● QUOTED PASSAGE:
* * * * * * * * *
An interesting study recently performed by Dr. Hamad Mohammed Qabha linked dental health to an increase in heart disease. He examined more than 300,000 people between 40 and 79 and discovered an important link between people missing their teeth and a dramatic increase in heart disease.
28% of people in this study missing all their teeth due to gum disease or advanced decay had heart problems. Only 7% of those keeping their teeth had heart problems. These figures accounted for other factors such as diabetes, smoking, weight, age and alcohol use.
A direct cause and effect were not evident but several reasons for this relationship were advanced.
- Missing teeth (those needing dentures) resulted in compromised chewing and decreased absorption of nutrients. Also, edentulous people (people without their natural teeth) consumed more unhealthy sugars and carbohydrates that contribute to heart disease
- Missing teeth resulted in an altered bite that altered the part of the Nervous System (Autonomic Nervous System) that innervates the heart. This can lead to compromises in heart health.
* * * * * * * * *
● STUDY MATERIAL:

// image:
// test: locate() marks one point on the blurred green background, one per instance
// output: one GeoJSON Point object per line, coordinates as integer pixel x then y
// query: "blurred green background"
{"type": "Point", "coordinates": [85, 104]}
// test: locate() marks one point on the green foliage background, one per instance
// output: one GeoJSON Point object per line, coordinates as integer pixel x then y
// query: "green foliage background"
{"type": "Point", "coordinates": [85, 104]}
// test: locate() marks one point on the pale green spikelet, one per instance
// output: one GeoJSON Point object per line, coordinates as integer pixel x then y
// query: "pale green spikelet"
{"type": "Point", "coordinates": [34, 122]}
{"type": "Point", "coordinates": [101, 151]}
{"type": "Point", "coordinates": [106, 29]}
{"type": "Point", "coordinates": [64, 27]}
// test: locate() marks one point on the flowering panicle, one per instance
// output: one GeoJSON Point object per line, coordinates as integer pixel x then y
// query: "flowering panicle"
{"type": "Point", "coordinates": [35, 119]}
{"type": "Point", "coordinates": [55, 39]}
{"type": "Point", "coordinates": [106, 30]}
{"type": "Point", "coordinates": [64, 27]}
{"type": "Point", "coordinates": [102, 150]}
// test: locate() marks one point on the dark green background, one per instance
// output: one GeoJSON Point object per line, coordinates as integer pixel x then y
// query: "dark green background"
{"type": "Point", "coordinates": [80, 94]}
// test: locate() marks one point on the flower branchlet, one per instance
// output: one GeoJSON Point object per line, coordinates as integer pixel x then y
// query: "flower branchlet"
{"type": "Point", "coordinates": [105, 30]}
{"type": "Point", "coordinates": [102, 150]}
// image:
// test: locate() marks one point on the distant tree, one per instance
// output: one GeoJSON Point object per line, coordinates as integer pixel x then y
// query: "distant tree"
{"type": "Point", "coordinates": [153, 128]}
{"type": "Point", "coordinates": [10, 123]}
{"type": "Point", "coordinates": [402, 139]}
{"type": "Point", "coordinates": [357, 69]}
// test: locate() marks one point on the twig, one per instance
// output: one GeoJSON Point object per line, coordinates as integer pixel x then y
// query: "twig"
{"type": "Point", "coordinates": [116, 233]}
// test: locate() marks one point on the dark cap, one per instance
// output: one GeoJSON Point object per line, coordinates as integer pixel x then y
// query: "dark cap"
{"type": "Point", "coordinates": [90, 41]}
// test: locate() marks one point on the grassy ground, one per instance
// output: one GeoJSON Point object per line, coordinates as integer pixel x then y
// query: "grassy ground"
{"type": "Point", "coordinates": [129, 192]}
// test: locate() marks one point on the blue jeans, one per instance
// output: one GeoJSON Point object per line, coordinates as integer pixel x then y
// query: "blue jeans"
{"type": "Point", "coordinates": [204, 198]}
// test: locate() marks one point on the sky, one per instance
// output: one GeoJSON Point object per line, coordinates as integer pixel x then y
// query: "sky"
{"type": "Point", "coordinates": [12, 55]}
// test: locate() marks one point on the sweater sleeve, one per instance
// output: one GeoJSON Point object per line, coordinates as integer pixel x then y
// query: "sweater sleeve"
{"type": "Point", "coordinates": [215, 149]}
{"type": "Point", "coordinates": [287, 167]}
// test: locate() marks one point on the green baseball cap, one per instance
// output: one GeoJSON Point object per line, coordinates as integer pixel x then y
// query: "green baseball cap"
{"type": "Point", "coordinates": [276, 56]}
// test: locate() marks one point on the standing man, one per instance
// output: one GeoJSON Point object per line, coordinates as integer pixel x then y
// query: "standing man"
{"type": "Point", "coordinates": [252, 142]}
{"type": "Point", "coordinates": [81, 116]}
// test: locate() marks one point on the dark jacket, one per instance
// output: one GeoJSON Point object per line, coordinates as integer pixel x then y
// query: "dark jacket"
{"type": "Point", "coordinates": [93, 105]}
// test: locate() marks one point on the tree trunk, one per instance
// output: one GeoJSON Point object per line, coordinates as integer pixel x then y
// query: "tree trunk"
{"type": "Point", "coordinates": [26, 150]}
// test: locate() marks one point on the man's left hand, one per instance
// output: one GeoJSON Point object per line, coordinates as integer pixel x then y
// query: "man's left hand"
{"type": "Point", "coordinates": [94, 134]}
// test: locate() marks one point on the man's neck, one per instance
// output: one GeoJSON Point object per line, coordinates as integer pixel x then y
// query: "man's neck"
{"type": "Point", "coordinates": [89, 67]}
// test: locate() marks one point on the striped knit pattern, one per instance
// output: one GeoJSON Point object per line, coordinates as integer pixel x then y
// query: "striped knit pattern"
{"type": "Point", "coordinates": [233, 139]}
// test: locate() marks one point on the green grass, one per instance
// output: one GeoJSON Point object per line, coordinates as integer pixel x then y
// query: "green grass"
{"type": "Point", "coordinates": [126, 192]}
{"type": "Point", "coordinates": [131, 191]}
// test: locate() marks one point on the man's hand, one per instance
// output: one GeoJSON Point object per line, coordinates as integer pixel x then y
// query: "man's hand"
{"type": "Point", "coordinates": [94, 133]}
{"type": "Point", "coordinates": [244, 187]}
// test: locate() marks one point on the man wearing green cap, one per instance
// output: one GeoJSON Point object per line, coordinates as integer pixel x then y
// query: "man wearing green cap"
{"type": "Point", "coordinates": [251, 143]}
* * * * * * * * *
● WORK REQUEST 1:
Answer these questions using the dental health text:
(a) How many people did Dr. Hamad Mohammed Qabha examine, and in what age range?
(b) What share of the people who kept their teeth had heart problems?
(c) What does the word "edentulous" mean?
● WORK REQUEST 2: Carry the dental health text forward, beginning right after its final sentence.
The records were drawn from a separate source, unrelated to the dental health text.

● FINAL ANSWER 1:
(a) More than 300,000 people between 40 and 79.
(b) 7%.
(c) People without their natural teeth.

● FINAL ANSWER 2:
- The most likely connection (also shown in other studies) is that people missing their teeth had infected gums. The bacteria causing these infections migrate into the blood and lodge on the heart muscles, vessels and heart valves resulting in compromised heart health and damage.
All these factors should convince both patients and the dental professionals to prevent or mitigate the causative factors for tooth loss and to retain teeth when possible.